## TASKS TO CARRY OUT
(1) Answer these about the article on two-credit AP science courses, labeling each answer to match:
(a) Which body approved the new Program of Studies, and for what school year?
(b) Under the high school's current AB block schedule, how often does each class meet?
(c) What format does Mr. Sinkler want to use so students also do science?
(2) Please continue the article on two-credit AP science courses past its final paragraph.

## EXTRACT PROVIDED
——————————

Two credit Chemistry/Biology courses could better prepare students for the AP exam.

Aisha Durrani

In early November, the Southern Lehigh school board approved a new Program of Studies for the 2021-2022 school year. This move included updating AP Chemistry and AP Biology from one-credit courses into two-credit courses, a change many educators consider overdue.

“It’s been a long time coming for several years,” AP Chemistry teacher Ms. Rachel Saber said. “[AP Biology teacher] Mr. [Edward] Sinkler has been a very vocal advocate of it for many years, and I jumped on the bandwagon with him on it as well, because there’s just not enough time to cover the content with how the schedule is right now.”

Under the high school’s current AB block schedule, each class meets once every two days; under the new plan, AP Biology and AP Chemistry would meet every day. A central motivator for this change was how content-heavy both courses are. Teachers have been unable to go in-depth on topics, as they need to fit as much content as possible. 

“Unfortunately, the way our schedule is right now, I can barely spend 10 minutes reviewing and answering questions before we have to move on,” Ms. Saber said

“The requirement for AP Biology, as far as the College Board is concerned, is that this is supposed to be equivalent to a full-year freshman biology course in college,” Mr. Sinkler said. “So I was attempting to teach two semesters of work in one semester.” 

Both teachers heavily emphasized that labs and hands-on learning are an essential part of the science curriculum, something this new course setup would allow them to spend more time on. They expressed a desire to reach beyond the confines of the AP standards in order to foster a natural curiosity of the sciences in their students, rather than simply teaching towards a test. 

“I would like to utilize the full two credits, so students will not only learn about the science, but also do it, through a ‘science seminar’ format,” Mr. Sinkler said. “It would allow students to do independent research work in something that interests them, rather than just limiting them to the AP curriculum because of time.”

——————————

## STUDY MATERIAL
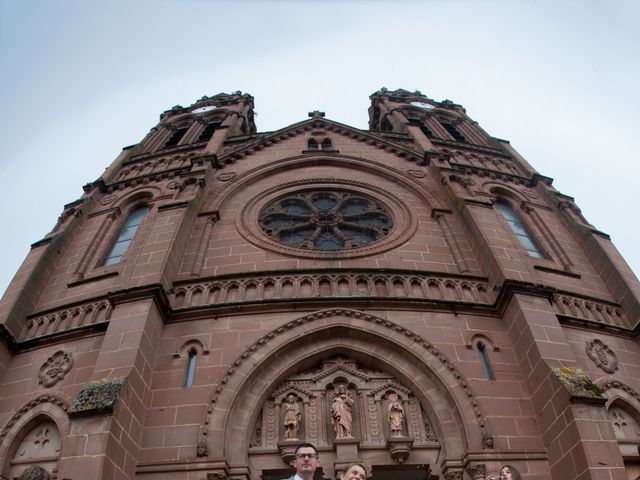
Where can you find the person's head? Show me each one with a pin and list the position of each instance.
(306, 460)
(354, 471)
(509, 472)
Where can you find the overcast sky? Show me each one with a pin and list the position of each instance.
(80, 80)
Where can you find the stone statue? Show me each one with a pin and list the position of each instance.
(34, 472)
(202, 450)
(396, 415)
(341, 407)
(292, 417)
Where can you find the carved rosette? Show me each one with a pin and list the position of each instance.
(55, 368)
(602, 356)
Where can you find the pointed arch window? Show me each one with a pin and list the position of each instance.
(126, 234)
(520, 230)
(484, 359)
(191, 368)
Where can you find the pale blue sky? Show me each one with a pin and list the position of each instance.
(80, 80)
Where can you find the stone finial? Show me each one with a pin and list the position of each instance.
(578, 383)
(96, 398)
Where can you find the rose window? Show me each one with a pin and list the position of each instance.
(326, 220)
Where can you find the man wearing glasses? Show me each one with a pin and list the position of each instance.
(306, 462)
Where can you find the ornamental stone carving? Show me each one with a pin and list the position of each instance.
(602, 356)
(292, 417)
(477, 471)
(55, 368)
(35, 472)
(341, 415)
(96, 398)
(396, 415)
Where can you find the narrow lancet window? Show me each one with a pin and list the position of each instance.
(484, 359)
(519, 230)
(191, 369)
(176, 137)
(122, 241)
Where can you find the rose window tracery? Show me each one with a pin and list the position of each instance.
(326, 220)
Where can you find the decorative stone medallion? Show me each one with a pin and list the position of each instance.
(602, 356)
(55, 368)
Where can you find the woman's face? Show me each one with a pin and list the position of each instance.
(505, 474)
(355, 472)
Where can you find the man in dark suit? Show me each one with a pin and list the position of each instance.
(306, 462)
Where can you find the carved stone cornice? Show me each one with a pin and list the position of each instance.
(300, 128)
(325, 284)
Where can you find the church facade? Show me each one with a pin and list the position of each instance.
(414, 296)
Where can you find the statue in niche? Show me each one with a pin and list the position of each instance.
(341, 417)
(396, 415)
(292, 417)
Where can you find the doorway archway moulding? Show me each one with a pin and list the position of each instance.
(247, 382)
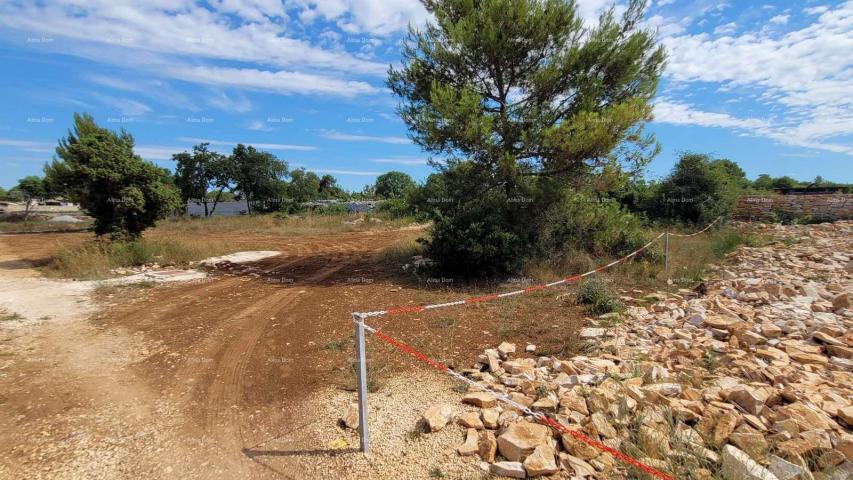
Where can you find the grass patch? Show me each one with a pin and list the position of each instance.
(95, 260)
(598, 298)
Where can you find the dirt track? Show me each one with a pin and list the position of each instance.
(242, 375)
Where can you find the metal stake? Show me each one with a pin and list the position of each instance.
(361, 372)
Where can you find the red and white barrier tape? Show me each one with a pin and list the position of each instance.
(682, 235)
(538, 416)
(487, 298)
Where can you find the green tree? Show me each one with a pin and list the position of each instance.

——————————

## YOUR RESPONSES
(1)
(a) The Southern Lehigh school board, for the 2021-2022 school year.
(b) Once every two days.
(c) A "science seminar" format.

(2)
Overall, students will gain 115 instructional hours, increasing from the current 95 instructional hours to a total of 210. This would match the number of hours offered by Whitehall and Saucon Valley school districts, who have already adopted two-credit courses. In this model, teachers won’t have to rush through material, allowing them to spend double the time on content, ultimately preparing students for the AP Exam in May. 

“A two-credit course would make a huge difference in how well the students both understand the material and are prepared for the AP Exam,” Ms. Saber said.

Despite the numerous benefits, the switch also carries valid concerns. Namely, incoming students may be less likely to take these classes when each is equivalent in credits to two courses, or a quarter of their total course load. This potential issue is also potentially compounded by the chance that only one section of each course would be offered, limiting availability. 

Nevertheless, many are optimistic that this new change would ultimately benefit both students and teachers.

“I’m hopeful that students will have a real scientific exploration experience,” principal and former biology and chemistry teacher Mrs. Beth Guarriello said of the change. “It’s one thing to talk about it and learn the material, but it’s a whole other thing to apply it. I’m really excited that the kids get to do a lot more labs and see things in action.”